> Your objective:
Once the line containing "Query: pink sign on wall" is found in the material below, it and every line after it should be transcribed exactly, with pictures left out and nothing added.
┌──
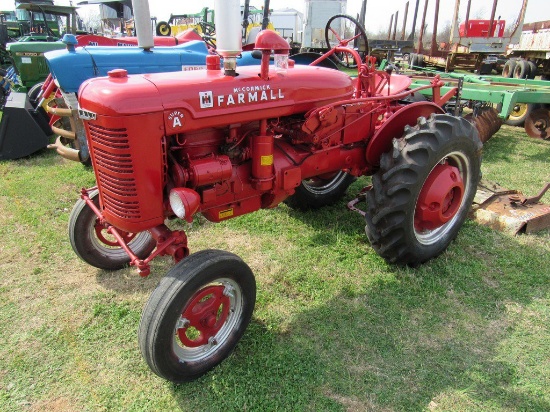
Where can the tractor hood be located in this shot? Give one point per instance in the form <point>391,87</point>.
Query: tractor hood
<point>72,68</point>
<point>207,98</point>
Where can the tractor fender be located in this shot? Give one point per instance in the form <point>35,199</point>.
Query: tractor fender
<point>392,128</point>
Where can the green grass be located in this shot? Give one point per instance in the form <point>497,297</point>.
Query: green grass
<point>335,327</point>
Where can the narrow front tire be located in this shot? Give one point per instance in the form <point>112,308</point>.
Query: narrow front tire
<point>196,315</point>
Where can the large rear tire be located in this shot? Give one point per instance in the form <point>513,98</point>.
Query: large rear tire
<point>508,70</point>
<point>424,189</point>
<point>196,315</point>
<point>92,243</point>
<point>320,191</point>
<point>522,70</point>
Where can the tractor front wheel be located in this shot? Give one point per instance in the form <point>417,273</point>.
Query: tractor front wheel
<point>95,246</point>
<point>196,315</point>
<point>424,189</point>
<point>319,191</point>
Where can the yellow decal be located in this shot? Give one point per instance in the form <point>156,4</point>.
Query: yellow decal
<point>266,160</point>
<point>225,213</point>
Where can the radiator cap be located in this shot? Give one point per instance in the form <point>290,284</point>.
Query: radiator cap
<point>118,73</point>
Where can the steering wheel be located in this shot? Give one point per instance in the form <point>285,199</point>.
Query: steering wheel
<point>345,31</point>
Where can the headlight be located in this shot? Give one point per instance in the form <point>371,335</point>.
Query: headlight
<point>184,202</point>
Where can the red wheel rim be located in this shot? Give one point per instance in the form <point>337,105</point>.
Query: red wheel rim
<point>99,232</point>
<point>203,316</point>
<point>440,198</point>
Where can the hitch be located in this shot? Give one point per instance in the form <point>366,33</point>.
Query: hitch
<point>362,195</point>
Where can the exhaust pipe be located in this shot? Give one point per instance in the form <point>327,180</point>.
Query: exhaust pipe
<point>142,21</point>
<point>228,33</point>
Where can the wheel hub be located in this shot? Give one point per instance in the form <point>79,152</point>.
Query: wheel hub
<point>204,316</point>
<point>440,198</point>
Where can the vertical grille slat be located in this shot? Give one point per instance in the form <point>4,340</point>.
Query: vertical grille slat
<point>113,157</point>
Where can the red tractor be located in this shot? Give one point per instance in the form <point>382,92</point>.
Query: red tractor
<point>225,142</point>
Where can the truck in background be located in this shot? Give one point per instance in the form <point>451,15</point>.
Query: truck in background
<point>531,56</point>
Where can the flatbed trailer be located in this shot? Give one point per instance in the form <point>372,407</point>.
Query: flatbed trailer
<point>504,94</point>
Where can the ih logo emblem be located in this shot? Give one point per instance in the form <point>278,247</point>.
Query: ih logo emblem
<point>206,99</point>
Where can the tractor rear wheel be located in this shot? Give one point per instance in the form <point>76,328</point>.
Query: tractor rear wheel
<point>508,70</point>
<point>424,189</point>
<point>319,191</point>
<point>196,315</point>
<point>95,246</point>
<point>522,70</point>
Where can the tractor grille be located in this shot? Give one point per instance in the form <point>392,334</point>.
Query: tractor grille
<point>115,171</point>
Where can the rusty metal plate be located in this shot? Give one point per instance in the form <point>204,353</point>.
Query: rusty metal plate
<point>494,206</point>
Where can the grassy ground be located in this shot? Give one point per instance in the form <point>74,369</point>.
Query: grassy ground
<point>335,327</point>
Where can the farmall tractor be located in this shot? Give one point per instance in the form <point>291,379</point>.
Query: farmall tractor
<point>225,142</point>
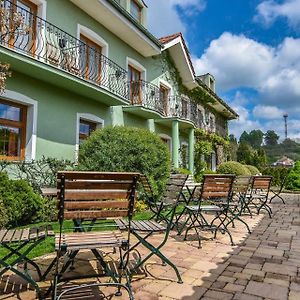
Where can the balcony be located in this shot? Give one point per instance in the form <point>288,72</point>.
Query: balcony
<point>26,33</point>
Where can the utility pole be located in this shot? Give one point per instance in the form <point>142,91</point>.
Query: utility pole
<point>285,116</point>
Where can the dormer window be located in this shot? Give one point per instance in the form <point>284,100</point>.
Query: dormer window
<point>136,10</point>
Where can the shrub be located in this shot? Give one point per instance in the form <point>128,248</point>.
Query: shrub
<point>253,170</point>
<point>278,173</point>
<point>233,167</point>
<point>20,202</point>
<point>127,149</point>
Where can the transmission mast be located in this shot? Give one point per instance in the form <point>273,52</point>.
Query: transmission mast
<point>285,116</point>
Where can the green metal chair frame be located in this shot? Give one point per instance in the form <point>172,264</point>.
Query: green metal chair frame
<point>92,196</point>
<point>259,193</point>
<point>143,229</point>
<point>240,190</point>
<point>21,242</point>
<point>217,190</point>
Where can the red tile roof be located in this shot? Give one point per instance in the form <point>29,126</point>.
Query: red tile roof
<point>169,38</point>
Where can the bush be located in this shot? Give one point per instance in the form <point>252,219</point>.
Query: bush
<point>127,149</point>
<point>21,205</point>
<point>278,174</point>
<point>253,170</point>
<point>233,167</point>
<point>293,180</point>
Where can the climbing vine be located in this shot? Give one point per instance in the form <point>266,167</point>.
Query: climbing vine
<point>198,94</point>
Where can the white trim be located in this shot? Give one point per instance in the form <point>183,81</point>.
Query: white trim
<point>93,36</point>
<point>86,117</point>
<point>178,40</point>
<point>134,63</point>
<point>31,122</point>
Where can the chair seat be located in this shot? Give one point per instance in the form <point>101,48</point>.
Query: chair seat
<point>145,226</point>
<point>8,236</point>
<point>205,208</point>
<point>90,240</point>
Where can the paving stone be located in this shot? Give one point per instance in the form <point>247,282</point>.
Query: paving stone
<point>180,291</point>
<point>267,290</point>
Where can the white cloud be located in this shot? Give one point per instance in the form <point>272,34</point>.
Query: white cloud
<point>267,112</point>
<point>268,11</point>
<point>163,17</point>
<point>274,72</point>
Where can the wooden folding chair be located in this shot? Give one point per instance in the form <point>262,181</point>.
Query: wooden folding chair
<point>143,229</point>
<point>19,243</point>
<point>92,196</point>
<point>259,193</point>
<point>214,198</point>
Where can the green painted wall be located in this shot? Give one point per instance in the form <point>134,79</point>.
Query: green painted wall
<point>57,115</point>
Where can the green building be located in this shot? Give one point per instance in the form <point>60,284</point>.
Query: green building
<point>81,65</point>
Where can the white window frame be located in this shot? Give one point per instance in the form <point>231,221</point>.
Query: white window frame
<point>167,137</point>
<point>31,121</point>
<point>138,66</point>
<point>94,37</point>
<point>87,117</point>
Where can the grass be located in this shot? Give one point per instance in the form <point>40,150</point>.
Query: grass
<point>47,246</point>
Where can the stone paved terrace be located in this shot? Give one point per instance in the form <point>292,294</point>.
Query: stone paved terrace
<point>262,265</point>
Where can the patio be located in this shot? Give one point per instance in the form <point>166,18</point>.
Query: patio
<point>262,265</point>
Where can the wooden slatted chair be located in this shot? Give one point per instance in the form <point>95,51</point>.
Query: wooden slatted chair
<point>240,190</point>
<point>214,198</point>
<point>92,196</point>
<point>143,229</point>
<point>19,243</point>
<point>258,196</point>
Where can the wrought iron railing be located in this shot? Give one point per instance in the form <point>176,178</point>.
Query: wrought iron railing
<point>145,94</point>
<point>25,32</point>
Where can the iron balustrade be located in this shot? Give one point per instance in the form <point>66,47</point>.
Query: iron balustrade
<point>145,94</point>
<point>24,32</point>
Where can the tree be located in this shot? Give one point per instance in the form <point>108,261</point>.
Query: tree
<point>244,138</point>
<point>271,138</point>
<point>244,153</point>
<point>255,138</point>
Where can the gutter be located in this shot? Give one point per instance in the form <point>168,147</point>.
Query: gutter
<point>126,14</point>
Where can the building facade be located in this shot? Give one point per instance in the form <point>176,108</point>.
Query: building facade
<point>82,65</point>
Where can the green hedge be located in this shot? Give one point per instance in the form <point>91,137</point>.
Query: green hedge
<point>278,173</point>
<point>127,149</point>
<point>233,167</point>
<point>253,170</point>
<point>19,205</point>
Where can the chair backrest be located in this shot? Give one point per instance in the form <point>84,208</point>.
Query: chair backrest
<point>217,187</point>
<point>174,188</point>
<point>261,183</point>
<point>242,184</point>
<point>95,195</point>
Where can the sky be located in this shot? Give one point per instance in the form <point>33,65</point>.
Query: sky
<point>252,47</point>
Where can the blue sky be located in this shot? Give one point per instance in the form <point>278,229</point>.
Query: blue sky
<point>252,47</point>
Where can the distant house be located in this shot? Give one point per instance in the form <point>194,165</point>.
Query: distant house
<point>284,162</point>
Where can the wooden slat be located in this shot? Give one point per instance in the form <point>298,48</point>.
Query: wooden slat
<point>91,195</point>
<point>97,175</point>
<point>97,184</point>
<point>91,214</point>
<point>96,204</point>
<point>17,236</point>
<point>2,234</point>
<point>8,236</point>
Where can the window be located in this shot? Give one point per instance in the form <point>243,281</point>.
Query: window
<point>85,129</point>
<point>90,61</point>
<point>136,10</point>
<point>135,85</point>
<point>23,37</point>
<point>164,97</point>
<point>12,130</point>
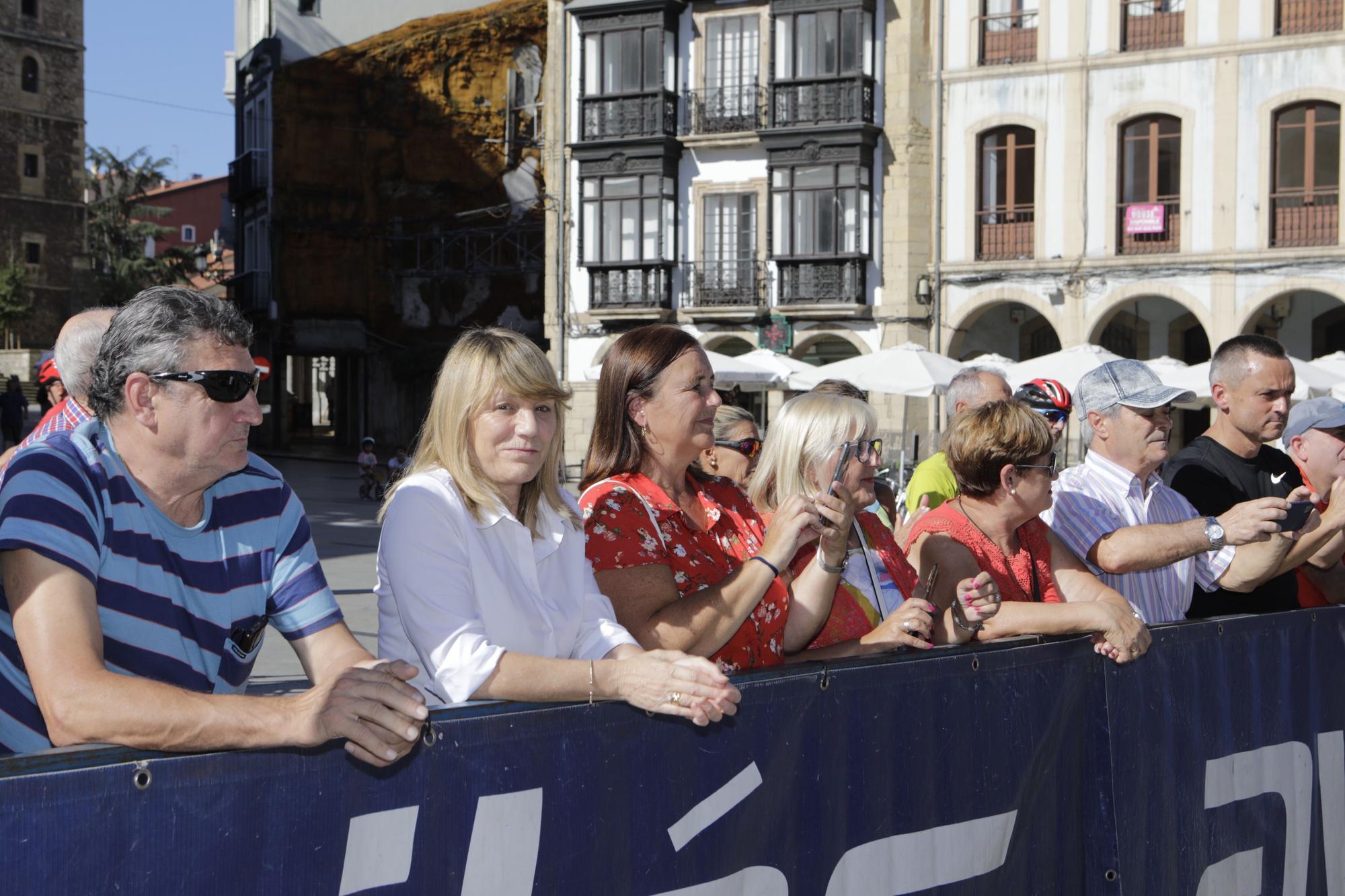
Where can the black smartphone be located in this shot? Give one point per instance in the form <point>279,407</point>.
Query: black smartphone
<point>836,474</point>
<point>1297,518</point>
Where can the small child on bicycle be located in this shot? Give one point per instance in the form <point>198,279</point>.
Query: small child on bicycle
<point>368,463</point>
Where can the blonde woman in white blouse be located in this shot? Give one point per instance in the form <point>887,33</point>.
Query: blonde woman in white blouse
<point>481,564</point>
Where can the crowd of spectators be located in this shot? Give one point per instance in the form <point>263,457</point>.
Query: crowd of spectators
<point>145,551</point>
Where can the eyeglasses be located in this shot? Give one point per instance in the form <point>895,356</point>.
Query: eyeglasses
<point>1050,464</point>
<point>225,386</point>
<point>867,448</point>
<point>1054,415</point>
<point>747,447</point>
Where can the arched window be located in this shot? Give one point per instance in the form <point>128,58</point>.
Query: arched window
<point>1007,188</point>
<point>29,75</point>
<point>1149,216</point>
<point>1305,202</point>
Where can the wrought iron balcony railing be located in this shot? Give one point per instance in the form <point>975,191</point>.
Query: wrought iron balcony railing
<point>727,284</point>
<point>1005,235</point>
<point>1152,25</point>
<point>1147,244</point>
<point>726,110</point>
<point>817,103</point>
<point>648,115</point>
<point>820,282</point>
<point>251,291</point>
<point>248,175</point>
<point>1009,37</point>
<point>1305,218</point>
<point>634,287</point>
<point>1307,17</point>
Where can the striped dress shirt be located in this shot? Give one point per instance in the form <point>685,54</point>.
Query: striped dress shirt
<point>1100,497</point>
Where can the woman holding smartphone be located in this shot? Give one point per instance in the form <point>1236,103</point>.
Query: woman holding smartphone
<point>879,604</point>
<point>685,557</point>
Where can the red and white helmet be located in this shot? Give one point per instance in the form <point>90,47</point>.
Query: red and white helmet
<point>1048,395</point>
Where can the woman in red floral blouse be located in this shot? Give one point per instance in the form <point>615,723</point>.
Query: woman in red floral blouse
<point>675,549</point>
<point>879,603</point>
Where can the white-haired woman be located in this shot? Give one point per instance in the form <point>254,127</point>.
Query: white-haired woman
<point>738,444</point>
<point>879,604</point>
<point>481,563</point>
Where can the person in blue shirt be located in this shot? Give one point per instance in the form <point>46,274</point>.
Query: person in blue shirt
<point>145,552</point>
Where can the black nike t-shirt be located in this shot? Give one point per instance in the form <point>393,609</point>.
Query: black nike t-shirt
<point>1214,479</point>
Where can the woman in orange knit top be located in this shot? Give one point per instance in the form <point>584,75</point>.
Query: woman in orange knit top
<point>879,604</point>
<point>1004,460</point>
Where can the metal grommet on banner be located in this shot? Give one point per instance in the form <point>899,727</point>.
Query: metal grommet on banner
<point>143,776</point>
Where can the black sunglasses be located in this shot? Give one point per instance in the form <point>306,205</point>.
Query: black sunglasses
<point>1050,464</point>
<point>1054,415</point>
<point>747,447</point>
<point>225,386</point>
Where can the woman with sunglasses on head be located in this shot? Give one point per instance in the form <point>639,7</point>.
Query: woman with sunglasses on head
<point>879,604</point>
<point>1051,400</point>
<point>736,446</point>
<point>1004,460</point>
<point>687,559</point>
<point>481,563</point>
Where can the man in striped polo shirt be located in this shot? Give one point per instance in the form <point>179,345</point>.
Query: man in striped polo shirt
<point>145,553</point>
<point>1137,534</point>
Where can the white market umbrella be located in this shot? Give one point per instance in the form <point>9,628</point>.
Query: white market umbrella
<point>1311,380</point>
<point>728,372</point>
<point>1067,366</point>
<point>909,370</point>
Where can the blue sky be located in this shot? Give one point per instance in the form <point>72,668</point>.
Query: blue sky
<point>169,52</point>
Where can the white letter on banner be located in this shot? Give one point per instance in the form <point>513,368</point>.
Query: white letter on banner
<point>1331,783</point>
<point>759,880</point>
<point>506,834</point>
<point>1281,768</point>
<point>925,858</point>
<point>379,849</point>
<point>1239,874</point>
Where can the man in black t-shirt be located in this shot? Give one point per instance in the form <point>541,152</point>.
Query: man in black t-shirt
<point>1252,380</point>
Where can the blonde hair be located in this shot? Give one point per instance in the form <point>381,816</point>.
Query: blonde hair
<point>983,442</point>
<point>481,362</point>
<point>727,419</point>
<point>808,430</point>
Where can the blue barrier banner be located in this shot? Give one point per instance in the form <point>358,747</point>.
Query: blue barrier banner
<point>1213,764</point>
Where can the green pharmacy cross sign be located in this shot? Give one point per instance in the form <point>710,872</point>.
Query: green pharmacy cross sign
<point>777,335</point>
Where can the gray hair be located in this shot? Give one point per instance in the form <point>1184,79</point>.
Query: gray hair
<point>151,334</point>
<point>77,349</point>
<point>968,388</point>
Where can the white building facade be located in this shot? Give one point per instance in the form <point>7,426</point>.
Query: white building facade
<point>1151,175</point>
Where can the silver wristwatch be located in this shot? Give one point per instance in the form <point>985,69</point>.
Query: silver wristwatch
<point>1215,533</point>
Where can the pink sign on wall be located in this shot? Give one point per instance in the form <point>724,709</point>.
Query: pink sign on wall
<point>1145,218</point>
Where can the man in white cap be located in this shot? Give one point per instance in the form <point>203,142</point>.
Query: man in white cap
<point>1137,534</point>
<point>1315,438</point>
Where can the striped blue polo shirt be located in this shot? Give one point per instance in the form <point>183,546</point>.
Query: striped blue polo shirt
<point>167,595</point>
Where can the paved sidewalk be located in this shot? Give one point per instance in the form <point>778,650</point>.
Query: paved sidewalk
<point>346,533</point>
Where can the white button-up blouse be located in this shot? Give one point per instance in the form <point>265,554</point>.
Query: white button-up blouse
<point>455,594</point>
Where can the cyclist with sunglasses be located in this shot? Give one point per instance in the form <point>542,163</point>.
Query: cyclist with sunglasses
<point>146,552</point>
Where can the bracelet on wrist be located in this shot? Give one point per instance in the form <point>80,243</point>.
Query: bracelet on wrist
<point>829,568</point>
<point>770,565</point>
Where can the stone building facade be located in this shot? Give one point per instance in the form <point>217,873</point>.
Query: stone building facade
<point>42,147</point>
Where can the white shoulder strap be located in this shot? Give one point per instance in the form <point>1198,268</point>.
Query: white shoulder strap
<point>648,509</point>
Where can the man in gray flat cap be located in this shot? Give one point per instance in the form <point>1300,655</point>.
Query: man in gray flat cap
<point>1315,438</point>
<point>1137,534</point>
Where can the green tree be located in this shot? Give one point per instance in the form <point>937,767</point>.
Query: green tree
<point>120,227</point>
<point>15,299</point>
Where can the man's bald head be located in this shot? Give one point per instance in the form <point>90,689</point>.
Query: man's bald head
<point>77,348</point>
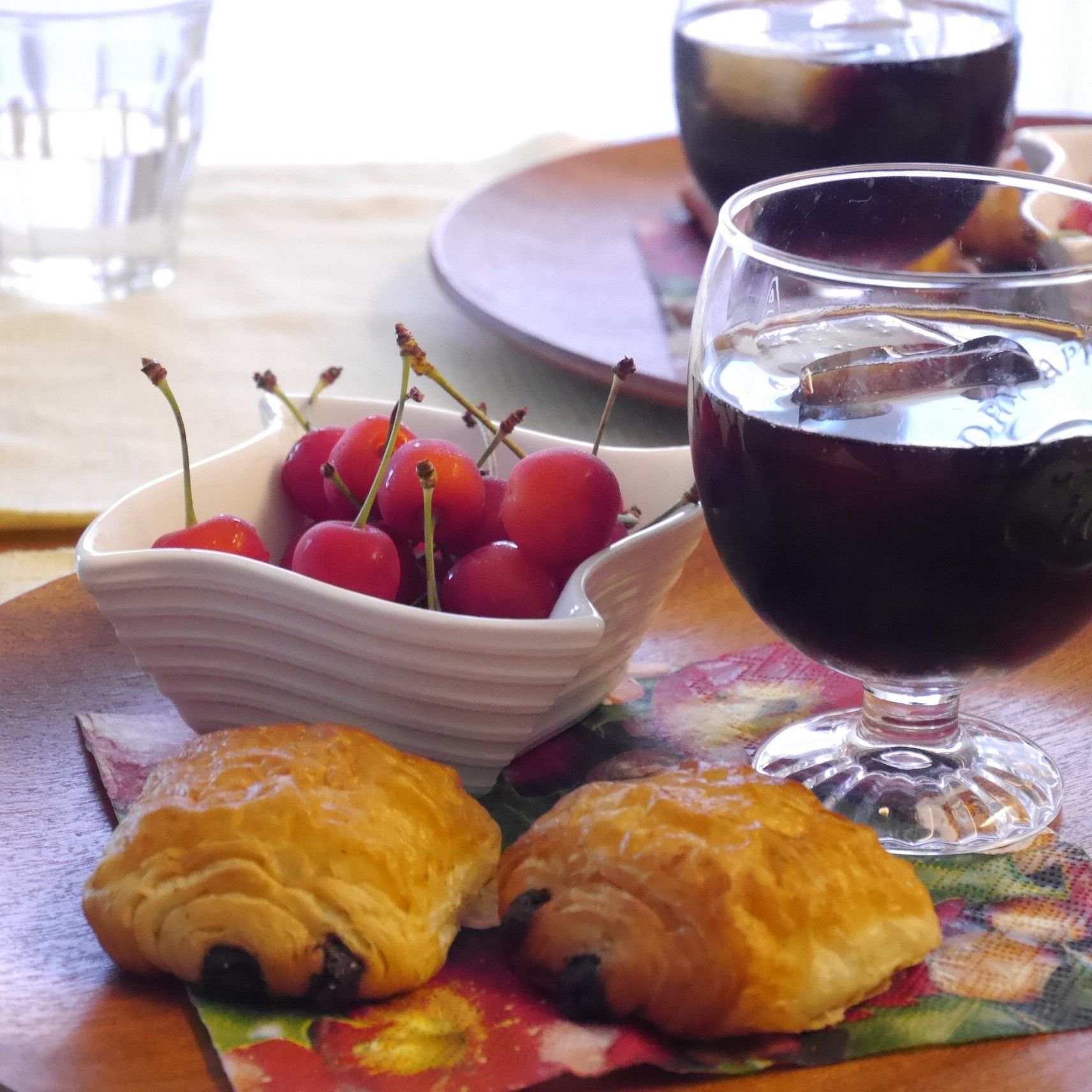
└──
> Result of the exercise:
Query: pink sign on wall
<point>1145,218</point>
Where can the man in white cap be located in this shot? Give one point per instance in the form <point>203,142</point>.
Query: man in white cap
<point>1137,534</point>
<point>1315,438</point>
Where can the striped blue polo shirt be located in this shot? Give one point per instance in the form <point>183,546</point>.
Query: striped blue polo shirt
<point>167,595</point>
Where can the paved sidewalk be located in this shot? Give one point per instance in the form <point>778,650</point>.
Query: paved sidewalk
<point>346,533</point>
Where can the white button-up blouse be located in this shot? Give one point per instance in the form <point>265,554</point>.
Query: white button-up blouse
<point>455,594</point>
Where can the cyclist with sunglasses be located in this shot? Give one point per instance in the form <point>542,163</point>.
Query: cyclist with sunglasses
<point>146,552</point>
Where can the bracelet on wrist be located in this shot? Give one point per instance in the form <point>80,243</point>.
Query: bracelet on wrist
<point>829,568</point>
<point>770,565</point>
Where can the stone building facade be located in this shot? Give one point per instance in the form <point>217,873</point>.
Query: stone building facade
<point>42,147</point>
Where can the white shoulder strap be located in this shot? Give one point per instance in the form <point>1198,268</point>.
Query: white shoulder strap
<point>648,509</point>
Where can the man in gray flat cap be located in this shot? Give one point per instance in the form <point>1300,655</point>.
Query: man in gray flat cap
<point>1315,438</point>
<point>1137,534</point>
Where can the green tree be located in this shot? Give one point per instance in the form <point>937,767</point>.
Query: green tree
<point>120,227</point>
<point>15,299</point>
Where can the man's bald head be located in this shot? Give one point per instance in the form <point>90,689</point>.
Query: man's bald head
<point>77,348</point>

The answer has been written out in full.